» SUPPLIED DATA:

◇ ◇ ◇ ◇ ◇ ◇ ◇

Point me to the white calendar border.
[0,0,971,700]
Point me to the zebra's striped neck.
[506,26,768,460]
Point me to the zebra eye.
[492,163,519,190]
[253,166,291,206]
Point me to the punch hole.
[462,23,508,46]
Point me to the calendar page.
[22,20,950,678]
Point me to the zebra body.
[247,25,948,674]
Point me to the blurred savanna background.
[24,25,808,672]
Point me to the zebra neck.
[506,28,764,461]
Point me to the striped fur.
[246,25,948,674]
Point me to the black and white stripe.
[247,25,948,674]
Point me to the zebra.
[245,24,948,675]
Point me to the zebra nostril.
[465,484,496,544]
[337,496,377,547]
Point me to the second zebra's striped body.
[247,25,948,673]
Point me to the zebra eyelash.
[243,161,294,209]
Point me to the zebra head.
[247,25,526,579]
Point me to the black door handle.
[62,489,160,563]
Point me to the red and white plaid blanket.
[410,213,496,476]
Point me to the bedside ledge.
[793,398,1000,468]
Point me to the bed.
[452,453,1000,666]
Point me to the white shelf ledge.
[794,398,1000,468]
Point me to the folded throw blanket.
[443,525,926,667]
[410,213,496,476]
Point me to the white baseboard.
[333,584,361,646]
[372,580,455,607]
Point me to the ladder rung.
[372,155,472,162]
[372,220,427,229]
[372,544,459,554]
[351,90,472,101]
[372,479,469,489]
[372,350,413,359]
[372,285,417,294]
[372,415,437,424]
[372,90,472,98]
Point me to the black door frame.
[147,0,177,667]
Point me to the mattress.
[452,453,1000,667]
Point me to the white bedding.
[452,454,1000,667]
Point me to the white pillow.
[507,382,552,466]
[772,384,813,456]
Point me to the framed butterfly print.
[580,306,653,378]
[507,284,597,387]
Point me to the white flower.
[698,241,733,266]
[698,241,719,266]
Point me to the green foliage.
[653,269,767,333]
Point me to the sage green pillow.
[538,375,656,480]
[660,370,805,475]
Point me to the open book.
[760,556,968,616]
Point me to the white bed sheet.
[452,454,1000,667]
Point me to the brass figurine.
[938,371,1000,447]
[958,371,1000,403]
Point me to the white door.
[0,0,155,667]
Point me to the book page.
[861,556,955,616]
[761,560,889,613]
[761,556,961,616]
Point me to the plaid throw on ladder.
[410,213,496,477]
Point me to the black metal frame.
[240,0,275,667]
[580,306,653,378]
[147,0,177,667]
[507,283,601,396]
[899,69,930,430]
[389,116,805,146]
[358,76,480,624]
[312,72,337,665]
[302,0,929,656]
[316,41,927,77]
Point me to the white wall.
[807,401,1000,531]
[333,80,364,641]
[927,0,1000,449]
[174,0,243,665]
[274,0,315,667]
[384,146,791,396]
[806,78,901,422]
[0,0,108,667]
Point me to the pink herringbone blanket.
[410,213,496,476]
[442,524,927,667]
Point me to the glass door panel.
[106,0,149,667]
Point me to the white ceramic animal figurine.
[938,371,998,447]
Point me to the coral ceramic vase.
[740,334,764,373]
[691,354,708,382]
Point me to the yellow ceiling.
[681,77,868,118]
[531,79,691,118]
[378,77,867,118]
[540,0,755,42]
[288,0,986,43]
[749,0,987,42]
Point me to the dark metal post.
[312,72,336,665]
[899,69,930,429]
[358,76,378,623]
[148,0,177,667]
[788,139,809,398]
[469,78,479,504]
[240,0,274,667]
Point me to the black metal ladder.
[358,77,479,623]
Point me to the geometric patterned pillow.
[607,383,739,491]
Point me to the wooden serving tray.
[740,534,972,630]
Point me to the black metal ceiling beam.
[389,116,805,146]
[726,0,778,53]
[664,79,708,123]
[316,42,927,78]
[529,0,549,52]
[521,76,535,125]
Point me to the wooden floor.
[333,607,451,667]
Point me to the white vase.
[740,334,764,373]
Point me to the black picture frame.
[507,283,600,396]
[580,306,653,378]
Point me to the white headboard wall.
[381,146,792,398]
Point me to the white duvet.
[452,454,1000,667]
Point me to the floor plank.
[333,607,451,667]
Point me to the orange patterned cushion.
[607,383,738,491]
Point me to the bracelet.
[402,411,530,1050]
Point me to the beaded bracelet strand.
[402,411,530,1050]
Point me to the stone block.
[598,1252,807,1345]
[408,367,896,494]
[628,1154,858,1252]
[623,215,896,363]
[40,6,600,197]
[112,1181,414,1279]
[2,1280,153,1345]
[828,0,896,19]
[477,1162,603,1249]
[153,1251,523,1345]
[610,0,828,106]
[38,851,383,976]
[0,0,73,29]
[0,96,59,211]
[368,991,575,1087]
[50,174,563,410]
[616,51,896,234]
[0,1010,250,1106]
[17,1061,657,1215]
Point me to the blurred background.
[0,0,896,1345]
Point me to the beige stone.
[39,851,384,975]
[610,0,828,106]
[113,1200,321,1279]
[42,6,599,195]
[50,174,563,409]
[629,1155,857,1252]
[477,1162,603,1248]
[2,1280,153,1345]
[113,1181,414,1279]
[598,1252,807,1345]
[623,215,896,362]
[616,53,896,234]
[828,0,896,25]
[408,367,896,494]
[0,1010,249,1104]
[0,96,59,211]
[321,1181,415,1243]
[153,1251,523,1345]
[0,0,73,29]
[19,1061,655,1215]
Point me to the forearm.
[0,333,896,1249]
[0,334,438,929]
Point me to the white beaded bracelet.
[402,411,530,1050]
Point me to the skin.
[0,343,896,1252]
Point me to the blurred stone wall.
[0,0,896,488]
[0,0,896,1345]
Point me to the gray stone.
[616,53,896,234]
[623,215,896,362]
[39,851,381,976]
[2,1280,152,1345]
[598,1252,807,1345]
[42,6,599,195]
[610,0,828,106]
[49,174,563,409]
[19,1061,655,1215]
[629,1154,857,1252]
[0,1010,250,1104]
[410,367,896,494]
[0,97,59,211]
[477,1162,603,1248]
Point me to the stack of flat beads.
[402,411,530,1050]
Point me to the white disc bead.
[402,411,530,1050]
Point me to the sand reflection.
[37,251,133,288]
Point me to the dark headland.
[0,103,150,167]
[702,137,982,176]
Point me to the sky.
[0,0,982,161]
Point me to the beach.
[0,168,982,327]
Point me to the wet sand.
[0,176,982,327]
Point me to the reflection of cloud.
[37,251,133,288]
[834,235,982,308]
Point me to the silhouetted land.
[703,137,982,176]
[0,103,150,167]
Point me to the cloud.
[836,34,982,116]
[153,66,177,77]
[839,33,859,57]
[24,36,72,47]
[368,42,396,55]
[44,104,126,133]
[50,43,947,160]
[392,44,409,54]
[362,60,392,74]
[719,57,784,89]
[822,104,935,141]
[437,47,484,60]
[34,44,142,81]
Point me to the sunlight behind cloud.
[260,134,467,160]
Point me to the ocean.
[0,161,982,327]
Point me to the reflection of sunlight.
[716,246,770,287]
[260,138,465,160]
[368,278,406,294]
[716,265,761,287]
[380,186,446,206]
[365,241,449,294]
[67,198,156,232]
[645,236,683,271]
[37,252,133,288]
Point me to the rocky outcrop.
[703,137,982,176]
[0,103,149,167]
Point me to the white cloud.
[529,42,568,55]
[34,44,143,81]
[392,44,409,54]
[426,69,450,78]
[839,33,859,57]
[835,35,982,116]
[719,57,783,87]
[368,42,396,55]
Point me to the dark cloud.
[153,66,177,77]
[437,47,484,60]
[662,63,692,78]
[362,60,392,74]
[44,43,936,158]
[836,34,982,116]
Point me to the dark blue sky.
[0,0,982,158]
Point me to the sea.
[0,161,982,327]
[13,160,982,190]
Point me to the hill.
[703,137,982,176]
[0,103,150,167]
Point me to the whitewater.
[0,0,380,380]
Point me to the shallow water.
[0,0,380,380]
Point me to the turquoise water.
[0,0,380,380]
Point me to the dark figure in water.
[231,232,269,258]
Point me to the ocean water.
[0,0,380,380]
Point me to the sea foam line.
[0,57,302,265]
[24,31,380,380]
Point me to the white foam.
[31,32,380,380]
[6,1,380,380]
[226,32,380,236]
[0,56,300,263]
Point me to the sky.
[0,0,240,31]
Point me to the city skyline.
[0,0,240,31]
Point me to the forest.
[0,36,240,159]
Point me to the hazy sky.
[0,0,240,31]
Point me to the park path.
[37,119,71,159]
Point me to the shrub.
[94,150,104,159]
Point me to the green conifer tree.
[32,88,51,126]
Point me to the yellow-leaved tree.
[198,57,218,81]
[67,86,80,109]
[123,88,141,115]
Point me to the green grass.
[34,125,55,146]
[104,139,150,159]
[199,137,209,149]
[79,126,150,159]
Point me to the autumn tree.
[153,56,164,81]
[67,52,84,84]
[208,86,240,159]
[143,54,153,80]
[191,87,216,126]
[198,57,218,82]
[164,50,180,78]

◇ ◇ ◇ ◇ ◇ ◇ ◇

» WRITTEN TASK:
Copy out the entries word for word, starting at the line containing "Point me to the sea." and running through the final entry, with both ends included.

» ANSWER BELOW:
Point me to the sea.
[0,161,982,327]
[13,160,982,190]
Point me to the hill.
[703,137,982,176]
[0,103,150,167]
Point me to the whitewater.
[0,0,380,380]
Point me to the shallow water.
[0,0,380,380]
Point me to the turquoise water.
[0,0,380,380]
Point me to the dark figure in water.
[231,232,269,258]
Point me to the ocean water.
[0,0,380,380]
Point me to the sea foam line.
[0,57,302,265]
[24,31,380,380]
Point me to the white foam.
[31,32,380,380]
[6,1,380,380]
[226,32,380,236]
[0,56,300,263]
Point me to the sky.
[0,0,240,31]
Point me to the city skyline.
[0,0,240,31]
Point me to the forest.
[0,36,240,159]
Point me to the hazy sky.
[0,0,240,31]
Point me to the park path.
[37,119,71,159]
Point me to the shrub.
[94,150,104,159]
Point me to the green conifer tree.
[32,88,51,126]
Point me to the yellow-leaved tree.
[198,57,218,81]
[67,86,80,109]
[123,88,141,115]
Point me to the green grass.
[34,125,55,146]
[104,139,150,159]
[199,137,209,149]
[79,126,150,159]
Point me to the autumn tree.
[153,56,164,81]
[67,52,84,84]
[208,86,240,159]
[143,54,153,80]
[191,87,216,126]
[198,57,218,82]
[164,50,180,78]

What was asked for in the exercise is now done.